### Consigne:
Traduisez en anglais la phrase suivante du texte sur la Commune de Bangangté : « Dans cette phase, les projets ou actions de développement sont connus. »

### Texte présenté:
▼
CHAPITRE 4 : MISE EN ŒUVRE ET SUIVI DES POLITIQUES DE DEVELOPPEMENT DANS LES CTDS CAMEROUNAISES : CAS DE LA COMMUNE DE BANGANGTE ET DE LA CUD

Dans ce chapitre, nous allons présenter le schéma de mise en œuvre et de terminaison de la politique de développement dans la Commune de Bangangté (section 1), puis dans la Communauté Urbaine Douala (section 2).

SECTION 1 : MISE EN ŒUVRE ET SUIVI DURABLE DES ACTIONS SELECTIONEES DE LA POLITIQUE DE DEVELOPPEMENT DE LA COMMUNE DE BANGANGTE

La politique de développement de la Commune de Bangangté prévoit que la mise en œuvre des actions ou projets de développement sélectionnés, se concrétise par la mobilisation des financements, des partenaires et des prestataires pour la réalisation desdits projets (paragraphe 1), parallèlement à la mise en place d’un service de gestion durable des infrastructures commandées (paragraphe 2).

Paragraphe 1 : Mise En Œuvre Des Actions Sélectionnées Dans La Politique De Développement De La Commune De Bangangté

Dans cette phase, les projets ou actions de développement sont connus. Il est alors question de les mettre en œuvre. C’est pour cela que la Commune de Bangangté procède à la mobilisation des financements et des partenaires (A), et à la réalisation des projets(B).

A – La mobilisation des financements et des partenaires

Une fois que les projets sont sélectionnés, et approuvés par les autorités compétentes, la commune passe à l’étape suivante : la mobilisation des financements et des partenaires. Selon M. MFONSO E., SG CBGT 2013 – 2019, les financements sont mobilisés auprès de différentes entités, ou par des dispositifs locaux, nationaux et internationaux. Ainsi, des dispositifs tels que la fiscalité locale, la dotation générale de l’Etat, le BIP ; des organisations nationales telles que l’Etat, le FEICOM, le PNDP ; mais aussi des organisations internationales telles que l’Association Internationale des Maires Francophones (AIMF), la fondation Veolia, le GIZ, le Syndicat Interdépartemental pour l’Assainissement de l’Agglomération Parisienne (SIAAP) et l’Agence de l’Eau Seine Normandie (AESN), ont été sollicitées par la Commune de Bangangté. Du côté des partenaires, on peut citer des bailleurs de fonds à l’instar de la Banque Africaine de Développement (BAD). Cependant les partenaires peuvent aussi intervenir sur le plan technique, et sur le plan du réseautage. ERA (Environnement Recherche Action) -Cameroun fait partie des partenaires techniques du projet MODEAB. Aussi, M. SOP Guillaume, SG 2010 – 2013, affirme que la population participe aux charges en posant sur la table, généralement l‘espace qui sera exploité, ainsi que la main d’œuvre.
▲
### Matériel présenté:
▼
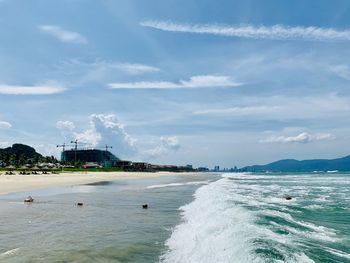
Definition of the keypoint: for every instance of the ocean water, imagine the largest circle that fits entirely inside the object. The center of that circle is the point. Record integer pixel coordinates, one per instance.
(217, 218)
▲
### Réponse attendue:
In this phase, the development projects or actions are known.